(Items from a data source)

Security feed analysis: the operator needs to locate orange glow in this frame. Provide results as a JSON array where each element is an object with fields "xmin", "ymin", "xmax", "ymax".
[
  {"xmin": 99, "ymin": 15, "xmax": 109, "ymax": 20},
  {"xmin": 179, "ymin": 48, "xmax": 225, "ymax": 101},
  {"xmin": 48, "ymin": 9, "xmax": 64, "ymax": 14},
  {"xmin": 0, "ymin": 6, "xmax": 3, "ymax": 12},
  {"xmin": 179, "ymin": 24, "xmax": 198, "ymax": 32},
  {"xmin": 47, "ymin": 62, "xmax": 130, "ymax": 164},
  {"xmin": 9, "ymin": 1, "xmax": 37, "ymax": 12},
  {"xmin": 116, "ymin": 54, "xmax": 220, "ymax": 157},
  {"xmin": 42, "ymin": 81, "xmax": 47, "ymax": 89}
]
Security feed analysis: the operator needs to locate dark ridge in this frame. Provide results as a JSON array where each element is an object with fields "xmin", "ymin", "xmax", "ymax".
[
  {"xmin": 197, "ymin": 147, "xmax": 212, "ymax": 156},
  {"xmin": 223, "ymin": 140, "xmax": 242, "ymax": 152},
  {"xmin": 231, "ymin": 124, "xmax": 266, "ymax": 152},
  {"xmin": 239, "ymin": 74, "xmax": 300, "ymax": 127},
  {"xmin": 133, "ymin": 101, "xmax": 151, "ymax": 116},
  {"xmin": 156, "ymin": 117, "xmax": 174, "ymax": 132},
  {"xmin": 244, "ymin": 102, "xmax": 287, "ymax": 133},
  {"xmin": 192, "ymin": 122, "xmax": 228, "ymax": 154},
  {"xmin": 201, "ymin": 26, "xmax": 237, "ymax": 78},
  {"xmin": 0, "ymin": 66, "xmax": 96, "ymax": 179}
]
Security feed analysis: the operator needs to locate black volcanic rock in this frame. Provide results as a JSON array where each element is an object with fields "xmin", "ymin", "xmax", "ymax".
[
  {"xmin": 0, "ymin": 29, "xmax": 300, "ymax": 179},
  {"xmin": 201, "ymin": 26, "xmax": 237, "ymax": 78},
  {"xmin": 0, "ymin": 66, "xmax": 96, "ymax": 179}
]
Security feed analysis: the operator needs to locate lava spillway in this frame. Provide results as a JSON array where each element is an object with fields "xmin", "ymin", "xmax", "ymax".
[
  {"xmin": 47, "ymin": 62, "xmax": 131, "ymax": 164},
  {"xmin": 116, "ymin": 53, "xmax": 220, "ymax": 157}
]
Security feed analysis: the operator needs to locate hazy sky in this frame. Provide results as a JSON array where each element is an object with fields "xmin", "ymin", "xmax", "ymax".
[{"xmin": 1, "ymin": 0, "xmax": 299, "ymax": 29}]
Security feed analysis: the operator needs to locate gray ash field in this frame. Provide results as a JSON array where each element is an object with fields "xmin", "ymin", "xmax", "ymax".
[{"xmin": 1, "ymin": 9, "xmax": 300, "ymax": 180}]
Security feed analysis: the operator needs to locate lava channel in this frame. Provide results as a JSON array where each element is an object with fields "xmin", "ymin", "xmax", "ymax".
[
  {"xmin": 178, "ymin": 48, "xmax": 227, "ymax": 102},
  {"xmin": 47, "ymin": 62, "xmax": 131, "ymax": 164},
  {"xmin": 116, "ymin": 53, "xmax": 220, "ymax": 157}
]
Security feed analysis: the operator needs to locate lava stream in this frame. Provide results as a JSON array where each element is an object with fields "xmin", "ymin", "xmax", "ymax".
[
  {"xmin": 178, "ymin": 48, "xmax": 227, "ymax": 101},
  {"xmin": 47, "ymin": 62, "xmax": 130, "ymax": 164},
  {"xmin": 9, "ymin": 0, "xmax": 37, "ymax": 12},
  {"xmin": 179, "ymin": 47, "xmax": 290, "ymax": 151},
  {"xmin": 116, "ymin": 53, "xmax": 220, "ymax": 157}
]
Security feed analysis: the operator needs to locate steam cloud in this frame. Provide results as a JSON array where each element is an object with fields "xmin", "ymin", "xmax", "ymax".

### WORK TO BE COMPLETED
Repeat exactly the lines from the one containing "Security feed analysis: the operator needs to locate gray" to the end of the records.

### YOUR RESPONSE
Security feed analysis: the operator needs to locate gray ash field in this frame. Provide results as a JSON array where each element is an object with fields "xmin", "ymin", "xmax", "ymax".
[{"xmin": 1, "ymin": 9, "xmax": 300, "ymax": 180}]
Security feed analysis: the operator needs to locate lava channel in this frame. Provide results as a JSON array where each element is an object with fields "xmin", "ymin", "xmax", "ymax".
[
  {"xmin": 178, "ymin": 48, "xmax": 227, "ymax": 102},
  {"xmin": 47, "ymin": 62, "xmax": 131, "ymax": 164},
  {"xmin": 116, "ymin": 53, "xmax": 220, "ymax": 157}
]
Security feed analysis: the operator needs to locate lava stream in this frame. Provide results as a JSON array where each element is an object with fields "xmin", "ymin", "xmax", "ymax".
[
  {"xmin": 178, "ymin": 48, "xmax": 227, "ymax": 101},
  {"xmin": 47, "ymin": 62, "xmax": 130, "ymax": 164},
  {"xmin": 9, "ymin": 0, "xmax": 37, "ymax": 12},
  {"xmin": 179, "ymin": 47, "xmax": 290, "ymax": 151},
  {"xmin": 116, "ymin": 53, "xmax": 220, "ymax": 157}
]
Security feed analysis: the operator needs to locate steam cloud in this frame. Provide results as a JSON array where each element is an object with fields "xmin", "ymin", "xmax", "ymax".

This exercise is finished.